What the task requires:
Render every line of the data below as a numbered list, skipping blank lines and leaving out the pictures.

[start]

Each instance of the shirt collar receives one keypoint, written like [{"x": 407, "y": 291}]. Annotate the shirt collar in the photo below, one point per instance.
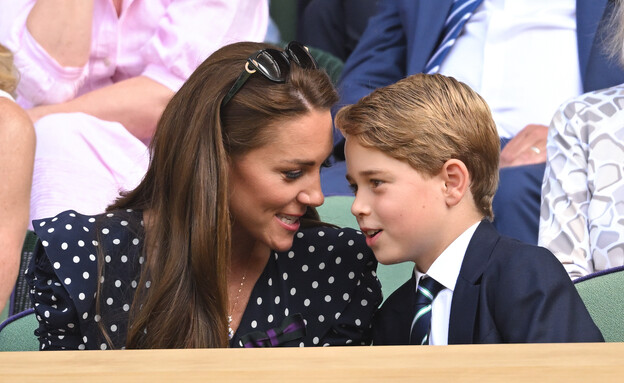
[{"x": 445, "y": 269}]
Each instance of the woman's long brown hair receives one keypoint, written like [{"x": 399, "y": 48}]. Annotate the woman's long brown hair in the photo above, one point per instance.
[{"x": 185, "y": 190}]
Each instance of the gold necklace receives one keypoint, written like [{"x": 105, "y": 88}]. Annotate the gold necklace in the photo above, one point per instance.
[{"x": 240, "y": 288}]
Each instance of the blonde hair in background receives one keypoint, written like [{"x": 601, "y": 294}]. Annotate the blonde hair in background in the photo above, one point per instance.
[
  {"x": 426, "y": 120},
  {"x": 8, "y": 73}
]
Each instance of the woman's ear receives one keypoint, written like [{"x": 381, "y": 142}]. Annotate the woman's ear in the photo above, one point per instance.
[{"x": 456, "y": 180}]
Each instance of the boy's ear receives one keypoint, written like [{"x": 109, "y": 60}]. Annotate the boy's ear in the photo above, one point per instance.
[{"x": 456, "y": 180}]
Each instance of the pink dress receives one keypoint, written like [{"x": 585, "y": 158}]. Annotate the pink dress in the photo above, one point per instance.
[{"x": 83, "y": 162}]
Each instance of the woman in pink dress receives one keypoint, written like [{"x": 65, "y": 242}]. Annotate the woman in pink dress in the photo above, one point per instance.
[{"x": 96, "y": 76}]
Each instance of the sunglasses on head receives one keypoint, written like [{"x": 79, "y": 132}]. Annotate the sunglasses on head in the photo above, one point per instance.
[{"x": 273, "y": 64}]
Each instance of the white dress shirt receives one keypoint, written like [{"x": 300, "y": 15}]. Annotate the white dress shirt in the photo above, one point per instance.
[
  {"x": 521, "y": 56},
  {"x": 445, "y": 270}
]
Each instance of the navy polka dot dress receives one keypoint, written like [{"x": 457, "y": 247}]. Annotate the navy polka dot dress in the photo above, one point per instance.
[{"x": 322, "y": 292}]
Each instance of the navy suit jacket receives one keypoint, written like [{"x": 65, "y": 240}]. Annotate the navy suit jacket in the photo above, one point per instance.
[
  {"x": 507, "y": 292},
  {"x": 402, "y": 36}
]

[end]

Final result:
1. Each instance of the shirt collar receives one keypoint, written like [{"x": 407, "y": 291}]. Annotate the shirt collar in the photo below, one point per instance.
2. [{"x": 445, "y": 269}]
3. Each instance of the woman's long brown hair receives one keypoint, written like [{"x": 399, "y": 48}]. Annotate the woman's long brown hair in the photo above, one point per instance.
4. [{"x": 185, "y": 190}]
5. Each instance of the gold necklace receives one keypoint, written like [{"x": 105, "y": 88}]. Annotate the gold necklace in the photo above, one point per instance.
6. [{"x": 240, "y": 288}]
7. Each instance of the blonde hair in background receives one keypoint, written like [{"x": 601, "y": 294}]. Annotate the blonde hair in background in the photo above, one point per instance.
8. [
9.   {"x": 426, "y": 120},
10.   {"x": 8, "y": 73}
11. ]
12. Each instance of the woman's ear receives one keypoint, written like [{"x": 381, "y": 142}]. Annotate the woman's ear in the photo above, one point per instance.
13. [{"x": 456, "y": 180}]
14. Each instance of the boy's ear receives one keypoint, written like [{"x": 109, "y": 60}]. Annotate the boy's ear in the photo above, one point per instance.
15. [{"x": 456, "y": 180}]
16. Each instance of the pink dress receives one keypoint, written like [{"x": 585, "y": 158}]. Annotate the pink dress in the photo above, one point per instance.
17. [{"x": 83, "y": 162}]
18. Each instance of the woman in pink dress receives one keypoint, written like [{"x": 65, "y": 242}]. Annotate the woman in pink dress in the photo above, one point per instance.
19. [{"x": 96, "y": 76}]
20. Each instance of the sunglasses on head receives one keypoint, written like [{"x": 79, "y": 132}]. Annotate the sunglasses on head in the photo above, one point per instance.
21. [{"x": 273, "y": 64}]
22. Each instance of the white dress shirt receives one keypoint, written like [{"x": 300, "y": 15}]. Annotate the white dress shirt in the photo above, one point per instance.
23. [
24.   {"x": 521, "y": 56},
25.   {"x": 445, "y": 270}
26. ]
27. Each instance of the navy polka dot dress receives one keypoint, written like [{"x": 457, "y": 247}]. Annotate the navy polka dot dress in the photo above, one point per instance.
28. [{"x": 322, "y": 292}]
29. Each instance of the navy suit jacket receives one keypoint, written like [{"x": 65, "y": 240}]. Annotate the navy suit jacket in the photo above, one point per instance.
30. [
31.   {"x": 507, "y": 292},
32.   {"x": 402, "y": 36}
33. ]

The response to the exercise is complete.